## Exercise inputs:
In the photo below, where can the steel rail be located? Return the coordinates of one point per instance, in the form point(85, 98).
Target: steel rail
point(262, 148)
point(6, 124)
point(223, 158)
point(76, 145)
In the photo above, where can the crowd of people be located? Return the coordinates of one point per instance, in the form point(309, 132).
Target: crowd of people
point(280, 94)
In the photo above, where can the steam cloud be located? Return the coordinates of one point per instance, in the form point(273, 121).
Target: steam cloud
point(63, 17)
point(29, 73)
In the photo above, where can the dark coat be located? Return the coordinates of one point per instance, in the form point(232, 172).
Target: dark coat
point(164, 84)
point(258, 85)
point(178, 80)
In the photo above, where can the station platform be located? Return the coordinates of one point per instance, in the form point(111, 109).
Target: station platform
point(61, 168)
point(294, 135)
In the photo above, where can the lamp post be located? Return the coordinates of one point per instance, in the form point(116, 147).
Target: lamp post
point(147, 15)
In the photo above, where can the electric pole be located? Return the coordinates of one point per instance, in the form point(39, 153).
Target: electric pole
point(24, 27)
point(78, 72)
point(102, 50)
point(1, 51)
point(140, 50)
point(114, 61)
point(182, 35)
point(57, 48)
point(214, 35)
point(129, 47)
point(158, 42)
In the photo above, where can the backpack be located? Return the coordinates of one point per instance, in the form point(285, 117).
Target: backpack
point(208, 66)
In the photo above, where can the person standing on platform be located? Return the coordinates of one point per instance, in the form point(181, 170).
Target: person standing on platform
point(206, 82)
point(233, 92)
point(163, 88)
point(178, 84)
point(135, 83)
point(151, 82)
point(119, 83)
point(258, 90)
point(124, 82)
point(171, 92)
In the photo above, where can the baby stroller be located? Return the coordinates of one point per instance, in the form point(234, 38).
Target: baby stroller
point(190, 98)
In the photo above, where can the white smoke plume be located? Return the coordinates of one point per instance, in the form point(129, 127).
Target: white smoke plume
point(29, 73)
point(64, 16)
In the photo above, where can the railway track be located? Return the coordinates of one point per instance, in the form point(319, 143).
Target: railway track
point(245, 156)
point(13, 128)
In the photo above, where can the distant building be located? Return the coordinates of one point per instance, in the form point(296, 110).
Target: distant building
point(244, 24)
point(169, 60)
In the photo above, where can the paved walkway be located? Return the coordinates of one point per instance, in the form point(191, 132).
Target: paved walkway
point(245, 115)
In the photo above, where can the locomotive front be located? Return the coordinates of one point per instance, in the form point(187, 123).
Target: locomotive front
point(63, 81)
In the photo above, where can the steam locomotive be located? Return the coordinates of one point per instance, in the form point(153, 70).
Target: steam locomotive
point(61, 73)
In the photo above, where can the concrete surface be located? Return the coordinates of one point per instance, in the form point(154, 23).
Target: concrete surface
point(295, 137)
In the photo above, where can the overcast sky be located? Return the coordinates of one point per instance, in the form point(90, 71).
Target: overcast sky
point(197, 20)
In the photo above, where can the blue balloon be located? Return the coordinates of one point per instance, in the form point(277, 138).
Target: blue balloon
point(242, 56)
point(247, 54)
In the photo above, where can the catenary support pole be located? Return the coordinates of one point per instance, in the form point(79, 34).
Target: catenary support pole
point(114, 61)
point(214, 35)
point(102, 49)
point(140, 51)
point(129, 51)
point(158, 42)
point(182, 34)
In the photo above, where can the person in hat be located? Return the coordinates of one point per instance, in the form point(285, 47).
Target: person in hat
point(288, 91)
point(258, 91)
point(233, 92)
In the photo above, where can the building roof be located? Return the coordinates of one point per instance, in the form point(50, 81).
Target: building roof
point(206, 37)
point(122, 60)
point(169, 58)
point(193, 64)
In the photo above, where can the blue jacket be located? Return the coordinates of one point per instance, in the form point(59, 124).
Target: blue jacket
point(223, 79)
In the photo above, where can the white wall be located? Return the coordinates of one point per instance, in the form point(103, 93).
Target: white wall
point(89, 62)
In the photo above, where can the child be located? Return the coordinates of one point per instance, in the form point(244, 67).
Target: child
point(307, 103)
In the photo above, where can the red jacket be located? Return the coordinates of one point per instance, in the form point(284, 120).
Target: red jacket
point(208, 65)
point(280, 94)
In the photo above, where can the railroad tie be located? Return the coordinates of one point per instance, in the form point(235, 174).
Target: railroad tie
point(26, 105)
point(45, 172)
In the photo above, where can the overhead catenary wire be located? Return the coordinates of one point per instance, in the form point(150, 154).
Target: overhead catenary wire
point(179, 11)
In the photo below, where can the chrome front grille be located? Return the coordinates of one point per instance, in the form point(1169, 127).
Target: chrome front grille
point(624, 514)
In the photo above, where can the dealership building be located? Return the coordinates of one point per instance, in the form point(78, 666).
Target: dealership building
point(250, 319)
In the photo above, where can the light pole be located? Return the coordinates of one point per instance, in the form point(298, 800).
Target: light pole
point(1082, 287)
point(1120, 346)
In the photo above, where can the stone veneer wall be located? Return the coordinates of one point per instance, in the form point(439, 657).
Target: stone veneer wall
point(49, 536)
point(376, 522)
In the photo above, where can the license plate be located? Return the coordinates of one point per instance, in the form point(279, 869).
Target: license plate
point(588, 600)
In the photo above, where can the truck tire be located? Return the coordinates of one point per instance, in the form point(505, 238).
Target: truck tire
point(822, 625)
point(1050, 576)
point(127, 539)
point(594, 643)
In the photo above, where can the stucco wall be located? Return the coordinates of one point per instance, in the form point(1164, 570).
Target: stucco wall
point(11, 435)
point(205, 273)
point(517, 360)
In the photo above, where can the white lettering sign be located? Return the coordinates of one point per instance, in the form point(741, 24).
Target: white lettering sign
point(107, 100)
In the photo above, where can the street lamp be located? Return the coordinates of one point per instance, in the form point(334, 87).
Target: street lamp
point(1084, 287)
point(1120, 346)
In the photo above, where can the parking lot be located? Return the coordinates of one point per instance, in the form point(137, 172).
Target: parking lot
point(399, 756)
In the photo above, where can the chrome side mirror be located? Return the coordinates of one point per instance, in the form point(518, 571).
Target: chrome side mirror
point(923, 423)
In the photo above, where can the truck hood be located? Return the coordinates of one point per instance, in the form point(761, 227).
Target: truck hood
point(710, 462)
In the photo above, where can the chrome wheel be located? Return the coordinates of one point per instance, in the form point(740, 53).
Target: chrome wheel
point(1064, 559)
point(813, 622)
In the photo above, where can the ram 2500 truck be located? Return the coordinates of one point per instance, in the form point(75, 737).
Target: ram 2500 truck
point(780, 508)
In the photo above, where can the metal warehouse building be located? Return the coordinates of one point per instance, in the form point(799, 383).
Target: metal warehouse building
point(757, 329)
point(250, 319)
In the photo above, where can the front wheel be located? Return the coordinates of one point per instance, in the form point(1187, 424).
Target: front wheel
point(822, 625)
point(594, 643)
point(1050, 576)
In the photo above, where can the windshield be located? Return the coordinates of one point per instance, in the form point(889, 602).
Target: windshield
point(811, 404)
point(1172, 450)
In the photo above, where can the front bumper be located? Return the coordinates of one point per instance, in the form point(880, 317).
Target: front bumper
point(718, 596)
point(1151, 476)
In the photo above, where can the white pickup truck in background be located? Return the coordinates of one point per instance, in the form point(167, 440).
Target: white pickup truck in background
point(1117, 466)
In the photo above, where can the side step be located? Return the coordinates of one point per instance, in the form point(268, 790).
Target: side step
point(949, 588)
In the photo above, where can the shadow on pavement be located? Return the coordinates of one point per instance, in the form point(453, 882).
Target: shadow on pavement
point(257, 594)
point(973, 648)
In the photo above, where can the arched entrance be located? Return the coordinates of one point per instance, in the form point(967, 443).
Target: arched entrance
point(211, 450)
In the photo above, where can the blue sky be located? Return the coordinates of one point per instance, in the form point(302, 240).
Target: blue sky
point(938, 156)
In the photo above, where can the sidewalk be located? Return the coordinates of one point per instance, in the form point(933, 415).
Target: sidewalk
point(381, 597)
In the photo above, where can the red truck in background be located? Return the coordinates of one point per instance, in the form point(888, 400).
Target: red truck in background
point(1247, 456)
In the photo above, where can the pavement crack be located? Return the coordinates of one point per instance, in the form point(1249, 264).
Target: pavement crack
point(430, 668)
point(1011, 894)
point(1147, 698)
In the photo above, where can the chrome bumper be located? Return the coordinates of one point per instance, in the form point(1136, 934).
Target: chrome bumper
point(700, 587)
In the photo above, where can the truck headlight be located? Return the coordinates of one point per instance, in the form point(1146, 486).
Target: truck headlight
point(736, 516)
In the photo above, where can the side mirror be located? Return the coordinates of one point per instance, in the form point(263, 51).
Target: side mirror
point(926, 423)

## Task to carry out:
Reproduce the rows above verbatim, starting with the line that contains "In the photo above, where can the parking" and stopping after the line that contains "point(1172, 450)".

## Output below:
In the photo above, where can the parking lot be located? Return the coordinates of one point per instance, in the form point(137, 172).
Target: parking lot
point(399, 756)
In the photo above, where can the chrome side mirror be located? Return the coordinates of one point per instance, in the form point(518, 571).
Target: chrome side mirror
point(923, 423)
In the photo above, where can the truck hood be located? Return the coordinates of one point per instance, in the form point(761, 227).
Target: truck hood
point(710, 462)
In the photo above, where can the chrome wheel be located? Return the coordinates of one point per instance, in the form point(740, 53).
Target: chrome wheel
point(1064, 559)
point(813, 622)
In the photo above, where can the ram 2500 truck be located? Return the coordinates of one point per instance, in the form point(75, 737).
Target: ram 2500 truck
point(780, 508)
In the photo above, where can the metal warehouse building be located? Return the coordinates of one point per instance, in the form point(799, 383).
Target: metal warehouse building
point(757, 329)
point(250, 319)
In the photo above, where can the front wheel be located? Return the coordinates of one point per instance, in the form point(1187, 424).
Target: front wheel
point(822, 625)
point(594, 643)
point(1050, 576)
In the photo above, where can the windshield be located? Return the coordinates of one point per instance, in the form point(889, 602).
Target: windshield
point(811, 404)
point(1172, 450)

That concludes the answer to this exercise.